# Try it:
No pictures should appear in the copy; otherwise retype the entries exactly.

### Entries provided

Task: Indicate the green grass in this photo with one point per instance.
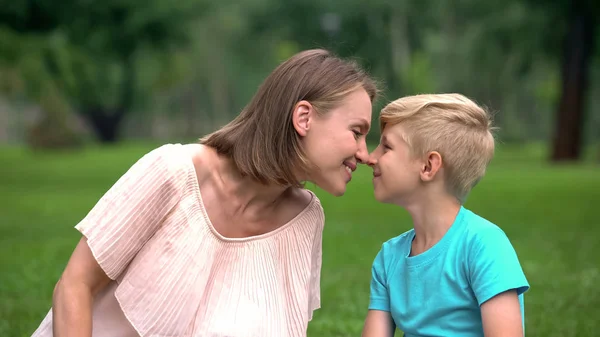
(549, 212)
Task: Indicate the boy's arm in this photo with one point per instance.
(497, 280)
(379, 324)
(501, 315)
(379, 321)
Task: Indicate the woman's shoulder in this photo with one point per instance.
(308, 206)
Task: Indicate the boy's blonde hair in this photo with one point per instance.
(454, 126)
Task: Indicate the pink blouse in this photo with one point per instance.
(176, 276)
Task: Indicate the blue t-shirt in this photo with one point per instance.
(439, 292)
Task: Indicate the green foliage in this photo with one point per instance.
(549, 213)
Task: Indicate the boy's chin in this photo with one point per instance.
(380, 196)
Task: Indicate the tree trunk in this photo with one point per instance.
(567, 140)
(105, 124)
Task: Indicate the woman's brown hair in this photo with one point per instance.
(261, 140)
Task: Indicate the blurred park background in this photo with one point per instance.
(88, 87)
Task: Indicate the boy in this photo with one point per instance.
(454, 273)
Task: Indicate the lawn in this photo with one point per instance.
(550, 213)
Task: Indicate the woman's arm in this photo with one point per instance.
(74, 292)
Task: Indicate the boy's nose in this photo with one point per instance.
(374, 156)
(362, 155)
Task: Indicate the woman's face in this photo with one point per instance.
(336, 141)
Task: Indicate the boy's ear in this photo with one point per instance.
(433, 163)
(302, 117)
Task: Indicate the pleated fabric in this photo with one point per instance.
(176, 276)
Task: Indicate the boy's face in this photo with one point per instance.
(396, 176)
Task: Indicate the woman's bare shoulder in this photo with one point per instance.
(204, 160)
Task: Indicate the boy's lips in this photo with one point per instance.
(350, 165)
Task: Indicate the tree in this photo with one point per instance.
(97, 45)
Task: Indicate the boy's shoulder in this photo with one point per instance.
(481, 234)
(479, 228)
(396, 243)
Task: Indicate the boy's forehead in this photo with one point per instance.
(393, 133)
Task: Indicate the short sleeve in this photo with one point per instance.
(379, 295)
(314, 299)
(132, 210)
(494, 266)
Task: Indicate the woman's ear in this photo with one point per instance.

######

# Task result:
Task: Indicate the green grass in this photo with one point per instance.
(549, 212)
Task: Indicate the boy's arm in this photo with one point per instance.
(497, 280)
(379, 324)
(501, 315)
(379, 321)
Task: Indicate the woman's shoulder in this photo with one point per instance.
(308, 206)
Task: Indicate the boy's blonde hair in this photo with one point per instance.
(454, 126)
Task: Indicate the pink blouse in this photo with one point per instance.
(176, 276)
Task: Indicate the blue t-shirt in this photo with one point per instance.
(439, 292)
Task: Indicate the green foliage in this photo with one point per instance.
(549, 213)
Task: Indicate the boy's chin in this photo with one point per instance.
(380, 196)
Task: Indicate the tree trunk in this photo with one point per instance.
(567, 140)
(105, 124)
Task: Indicate the woman's brown hair in this photo with one point per instance.
(261, 140)
Task: Indicate the blurred park background in this photo with one point per instance.
(88, 87)
Task: Indicate the boy in this photo with one point per instance.
(454, 273)
Task: Indicate the lawn in this photo with one point per instance.
(550, 213)
Task: Indicate the woman's arm in this photo with one point per instance.
(74, 292)
Task: Indicate the boy's nose in this photo with one point per instance.
(374, 156)
(362, 155)
Task: Indicate the woman's face in this photo with one point per instance.
(336, 141)
Task: Indicate the boy's ear in this photo with one point per instance.
(433, 163)
(302, 117)
Task: Indicate the pleated fabric in this photo with one point per instance.
(176, 276)
Task: Indicate the boy's face in this photo with one point per instance.
(396, 176)
Task: Indicate the woman's bare shoulder in this photo with one point per instance.
(204, 160)
Task: Indicate the boy's lips in this photo with one point per instance.
(350, 165)
Task: Indicate the tree in this photo with one point per instance.
(97, 45)
Task: Indicate the boy's shoulder in this photo with one point per instance.
(481, 234)
(479, 228)
(396, 243)
Task: Indicate the boy's forehead in this photo with one point per instance.
(393, 133)
Task: Indicate the short sleeve in this photo with one point per instance.
(379, 295)
(314, 299)
(132, 210)
(494, 266)
Task: Indicate the woman's ear in this photo with one point per instance.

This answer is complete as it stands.